§ PASSAGE:

┌────────

SSET had developed a reputation as a leading provider of satellite systems
engineering services, as a provider of other consulting and engineering services
to companies in the telecommunications industry, and had developed an expertise
in the providing of services to customers seeking authority to operate such
systems through the competitive process which had been in effect at the FCC
through 1986. Starting in 1986, the Commission developed a lottery process for
the selection of a particular applicant among multiple applicants for
metropolitan service areas ("MSAs"), and later for the award to an applicant
from multiple applications for rural service areas ("RSAs"). In the
establishment of the lottery process, the Commission promulgated various rules,
including rules intended, among other things, to reduce "speculation" in lottery
applications through the filing and subsequent sale of applications, and the
filing of multiple applications by the same applicant for the same market area.

└────────

§ STATED PROBLEM 1: Write out the passage about SSET and the FCC lottery process in full, word for word.

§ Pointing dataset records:
┌────────

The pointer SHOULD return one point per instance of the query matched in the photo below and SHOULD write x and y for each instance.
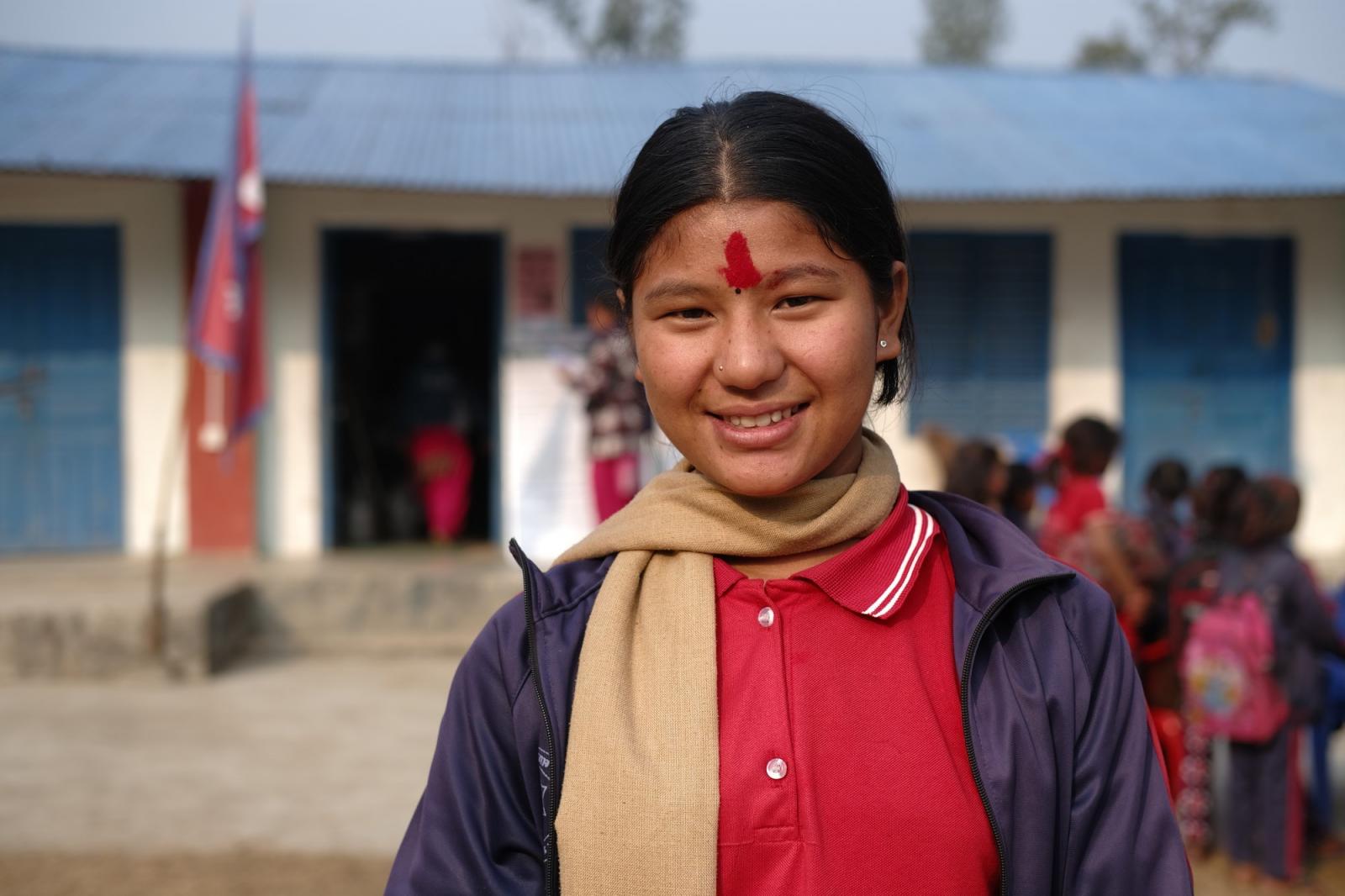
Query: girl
(778, 670)
(1264, 799)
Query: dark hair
(773, 147)
(1266, 510)
(1168, 479)
(970, 470)
(1089, 443)
(1214, 501)
(1020, 483)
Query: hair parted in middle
(767, 145)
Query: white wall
(1086, 374)
(148, 217)
(542, 425)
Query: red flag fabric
(228, 291)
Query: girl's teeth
(763, 420)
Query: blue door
(60, 389)
(982, 314)
(1207, 350)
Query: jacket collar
(989, 555)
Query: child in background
(1020, 497)
(1266, 808)
(1165, 488)
(1086, 452)
(1113, 549)
(615, 403)
(1192, 586)
(978, 472)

└────────

§ STATED PROBLEM 2: Reproduce the pointing dataset rows above, substituting "black hair" for "dark hair" and keeping everything else unchanged. Omit the pictures from your answer.

§ EXERCISE RESPONSE 1:
SSET had developed a reputation as a leading provider of satellite systems
engineering services, as a provider of other consulting and engineering services
to companies in the telecommunications industry, and had developed an expertise
in the providing of services to customers seeking authority to operate such
systems through the competitive process which had been in effect at the FCC
through 1986. Starting in 1986, the Commission developed a lottery process for
the selection of a particular applicant among multiple applicants for
metropolitan service areas ("MSAs"), and later for the award to an applicant
from multiple applications for rural service areas ("RSAs"). In the
establishment of the lottery process, the Commission promulgated various rules,
including rules intended, among other things, to reduce "speculation" in lottery
applications through the filing and subsequent sale of applications, and the
filing of multiple applications by the same applicant for the same market area.

§ EXERCISE RESPONSE 2:
The pointer SHOULD return one point per instance of the query matched in the photo below and SHOULD write x and y for each instance.
Query: girl
(778, 670)
(1264, 799)
Query: black hair
(773, 147)
(1266, 510)
(1168, 479)
(970, 470)
(1089, 443)
(1214, 501)
(1020, 483)
Query: hair parted in middle
(767, 145)
Query: white wall
(1086, 374)
(148, 217)
(542, 425)
Query: red flag fabric
(228, 291)
Query: girl's teeth
(763, 420)
Query: blue door
(60, 389)
(982, 314)
(1207, 350)
Query: jacket collar
(989, 555)
Query: child in background
(1020, 497)
(1266, 808)
(1165, 488)
(1086, 452)
(1113, 549)
(615, 403)
(1192, 586)
(978, 472)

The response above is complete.